Selected excerpt:
* * * * * * *

Life is not measured by the number of breaths we take, but by the moments that take our breath away. --Unknown

     


India: Swine flu claims 70-yr-old, toll 7 in city (Madhya Pradesh)
BHOPAL: A 70-year-old woman succumbed to swine flu on Saturday night, taking the death toll to seven in Bhopal. District integrated disease surveillance project (IDSP) sent 8 samples of suspected swine flu cases to the ICMR laboratory in Jabalpur on Sunday evening. (Snip)
The swine flu scare continued as 27 out of 30 undergoing treatment are reportedly in a critical state, according to health officials.
Two samples were sent from private LBS hospital, including that of well-known laparoscopic surgeon, who frequently operates in the same hospital. Other six samples were sent from Rainbow hospital. A cardiac surgeon's wife was among the nine confirmed cases of swine flu on Saturday.

(Snip) confirmed H1N1 cases in the city have been reported from Gandhinagar, Karond, Kolar, Ashoka Garden and Piplani areas.

Test results for about 23 suspected swine flu cases would be known on Monday, as regional medical research centre (RMRC) (Snip)

Medical staff-doctors, nurses and ward staff handling H1N1 patients-are operating without recommended N95 facemasks. These masks are part of personal protection equipment (PPE) made available free to private and government hospitals, authorised for treatment of swine flu victims. Instead of using the IDSP recommended masks, staff and doctors alike continue to use normal masks.

As per government norms, N95 respiratory masks are for necessary for those who come in contact with patients in hospital. "We have provided N95 facemasks according to the requirement received from the hospitals," (Snip)

When asked about lack of protection, a senior doctor at a private hospital treating swine flu victims, said, "I do not think N95 mask is required for me." In the same hospital less than 10 metre from the swine flu isolation ward, medical attendants were having lunch.

* * * * * * *

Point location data

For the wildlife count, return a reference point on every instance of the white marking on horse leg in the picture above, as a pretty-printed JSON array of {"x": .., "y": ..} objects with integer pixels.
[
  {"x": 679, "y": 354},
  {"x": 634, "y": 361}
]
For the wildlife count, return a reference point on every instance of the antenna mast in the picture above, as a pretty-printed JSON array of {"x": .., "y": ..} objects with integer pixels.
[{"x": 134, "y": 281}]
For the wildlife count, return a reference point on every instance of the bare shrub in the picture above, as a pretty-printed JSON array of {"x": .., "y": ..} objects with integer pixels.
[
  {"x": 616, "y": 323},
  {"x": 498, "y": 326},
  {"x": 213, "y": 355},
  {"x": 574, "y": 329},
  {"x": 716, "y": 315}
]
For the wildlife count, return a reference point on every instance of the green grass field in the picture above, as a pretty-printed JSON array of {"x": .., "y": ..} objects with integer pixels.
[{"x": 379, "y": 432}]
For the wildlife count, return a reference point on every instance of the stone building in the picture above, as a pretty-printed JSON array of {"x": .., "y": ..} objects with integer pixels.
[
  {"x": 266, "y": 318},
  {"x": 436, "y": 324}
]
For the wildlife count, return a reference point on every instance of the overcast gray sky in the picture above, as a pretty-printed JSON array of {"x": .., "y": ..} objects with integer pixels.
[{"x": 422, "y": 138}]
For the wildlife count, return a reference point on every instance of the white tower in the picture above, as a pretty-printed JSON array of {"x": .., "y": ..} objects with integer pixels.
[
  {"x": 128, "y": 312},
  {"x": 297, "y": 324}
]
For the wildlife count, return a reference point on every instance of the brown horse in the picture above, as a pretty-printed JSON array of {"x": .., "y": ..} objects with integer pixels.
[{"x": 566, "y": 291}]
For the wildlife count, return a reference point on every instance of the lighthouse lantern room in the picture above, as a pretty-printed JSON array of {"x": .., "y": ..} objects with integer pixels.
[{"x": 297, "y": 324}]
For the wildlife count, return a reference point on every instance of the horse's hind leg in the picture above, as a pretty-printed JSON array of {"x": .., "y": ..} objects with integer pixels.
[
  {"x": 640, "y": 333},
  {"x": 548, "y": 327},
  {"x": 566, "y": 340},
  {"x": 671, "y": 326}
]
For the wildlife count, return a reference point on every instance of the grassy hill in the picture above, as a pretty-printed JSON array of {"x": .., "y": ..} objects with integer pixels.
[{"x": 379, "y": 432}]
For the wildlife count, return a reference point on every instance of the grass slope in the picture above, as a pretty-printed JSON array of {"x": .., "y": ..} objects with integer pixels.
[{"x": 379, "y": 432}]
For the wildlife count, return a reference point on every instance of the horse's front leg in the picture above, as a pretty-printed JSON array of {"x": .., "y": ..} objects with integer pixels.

* * * * * * *

Your assignment: Write out the swine flu report from "The swine flu scare" to "centre (RMRC) (Snip)". The listing has nothing to do with the swine flu report.

Exercise solution:
The swine flu scare continued as 27 out of 30 undergoing treatment are reportedly in a critical state, according to health officials.
Two samples were sent from private LBS hospital, including that of well-known laparoscopic surgeon, who frequently operates in the same hospital. Other six samples were sent from Rainbow hospital. A cardiac surgeon's wife was among the nine confirmed cases of swine flu on Saturday.

(Snip) confirmed H1N1 cases in the city have been reported from Gandhinagar, Karond, Kolar, Ashoka Garden and Piplani areas.

Test results for about 23 suspected swine flu cases would be known on Monday, as regional medical research centre (RMRC) (Snip)